_EXERCISE_
Translate this sentence from the text below on generative models and cultural change into Spanish: "What is extremely offensive now is likely to remain offensive to most users until the next release."

_EXERCISE TEXT_
------

To be clear, I also think that the above assumptions are reasonable to make. A production ready chatbot shouldn’t be designed to expect a cultural shift that causes, for example, a normative truth suddenly be reversed within a few months. What is extremely offensive now is likely to remain offensive to most users until the next release. As another example, an image generator for building baroque architecture can be fairly confident that if a generated image meets the definition of baroque architecture at the start of a release, it will also meet the definition at the end. 

It might be that one of the reasons that deep generative models have developed so quickly is thanks to the timescale of changes to the sampling space. Maybe if we were more fickle, where our cultural norms change every few hours, then the current combination of architecture and hardware might not be able to meet the generative challenge. 

On the other hand, despite the security and safety of our long held beliefs or established facts, there are many examples of societies exposed to upheavals on much shorter timescales. The three most obvious examples are natural disasters (Pompeii), pandemics (COVID-19), and financial crashes (2008). These extreme rare events have been memorably grouped under the banner of ‘Black Swans’, by Nissim Taleb.

------

Extracted data entries:
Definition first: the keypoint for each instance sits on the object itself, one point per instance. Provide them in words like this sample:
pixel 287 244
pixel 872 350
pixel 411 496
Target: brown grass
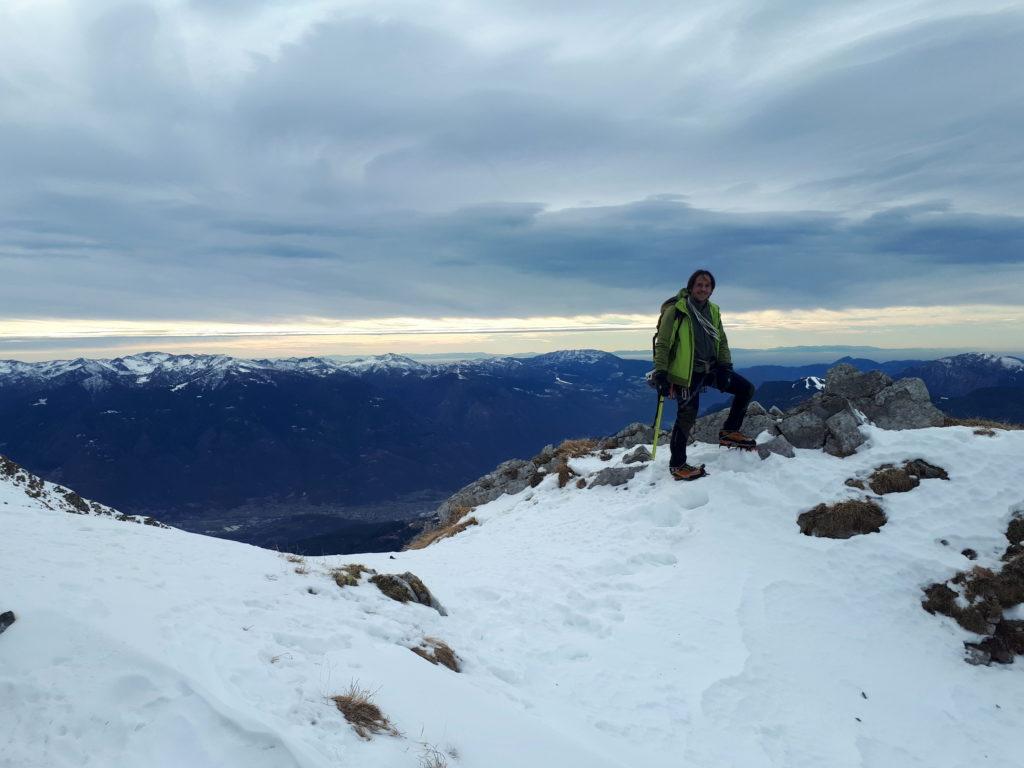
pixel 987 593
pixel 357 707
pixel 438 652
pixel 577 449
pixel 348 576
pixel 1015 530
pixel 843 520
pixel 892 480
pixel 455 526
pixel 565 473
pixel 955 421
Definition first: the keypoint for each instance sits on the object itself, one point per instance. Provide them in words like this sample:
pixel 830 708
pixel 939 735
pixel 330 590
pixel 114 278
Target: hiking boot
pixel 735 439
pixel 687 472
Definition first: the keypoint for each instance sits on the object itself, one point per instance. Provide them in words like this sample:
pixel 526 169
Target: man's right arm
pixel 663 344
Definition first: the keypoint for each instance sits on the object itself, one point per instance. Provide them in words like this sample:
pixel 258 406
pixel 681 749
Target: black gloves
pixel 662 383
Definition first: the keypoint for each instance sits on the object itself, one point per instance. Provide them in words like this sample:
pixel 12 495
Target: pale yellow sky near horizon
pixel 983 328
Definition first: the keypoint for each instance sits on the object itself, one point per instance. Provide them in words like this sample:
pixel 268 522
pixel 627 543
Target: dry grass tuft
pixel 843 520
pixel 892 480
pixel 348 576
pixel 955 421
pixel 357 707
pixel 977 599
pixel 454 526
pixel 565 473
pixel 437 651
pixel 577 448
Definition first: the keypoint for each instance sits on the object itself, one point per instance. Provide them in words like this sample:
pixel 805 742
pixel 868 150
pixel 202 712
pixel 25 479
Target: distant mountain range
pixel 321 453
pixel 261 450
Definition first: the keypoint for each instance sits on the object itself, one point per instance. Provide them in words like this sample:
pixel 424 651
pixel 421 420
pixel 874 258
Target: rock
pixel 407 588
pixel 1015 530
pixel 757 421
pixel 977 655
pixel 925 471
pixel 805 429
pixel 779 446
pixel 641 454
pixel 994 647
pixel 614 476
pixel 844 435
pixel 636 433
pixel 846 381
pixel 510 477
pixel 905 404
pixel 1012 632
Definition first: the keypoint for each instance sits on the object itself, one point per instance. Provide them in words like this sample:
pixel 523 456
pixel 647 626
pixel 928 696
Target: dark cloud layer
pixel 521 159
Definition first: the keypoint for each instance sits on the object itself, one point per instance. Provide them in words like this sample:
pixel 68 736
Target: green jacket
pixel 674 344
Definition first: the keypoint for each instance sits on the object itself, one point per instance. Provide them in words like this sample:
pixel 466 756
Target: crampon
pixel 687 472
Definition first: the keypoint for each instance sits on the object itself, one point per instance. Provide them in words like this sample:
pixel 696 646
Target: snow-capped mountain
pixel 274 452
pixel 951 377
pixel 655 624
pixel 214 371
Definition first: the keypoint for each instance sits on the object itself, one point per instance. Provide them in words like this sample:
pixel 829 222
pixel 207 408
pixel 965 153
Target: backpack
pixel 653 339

------

_YOUR RESPONSE_
Lo que ahora es sumamente ofensivo probablemente seguirá siendo ofensivo para la mayoría de los usuarios hasta el próximo lanzamiento.